* [What the task asks]
In this exercise, print only the lines from the line with "action | put" to the last line of the data below, inclusive. Any pictures should be left out.
::::::::
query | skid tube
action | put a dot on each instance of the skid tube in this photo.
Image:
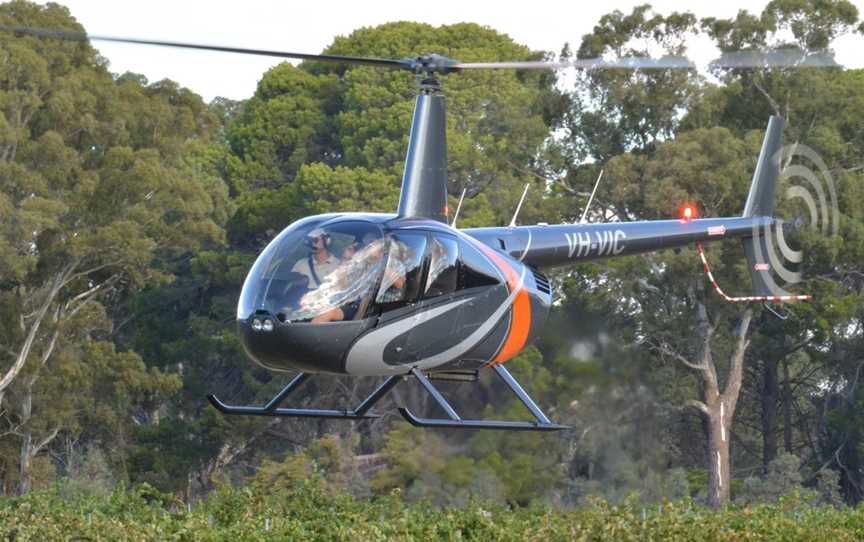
(272, 408)
(454, 421)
::::::::
* [Exercise output]
action | put a dot on each instance of the skid tube in this photo.
Image:
(272, 408)
(454, 421)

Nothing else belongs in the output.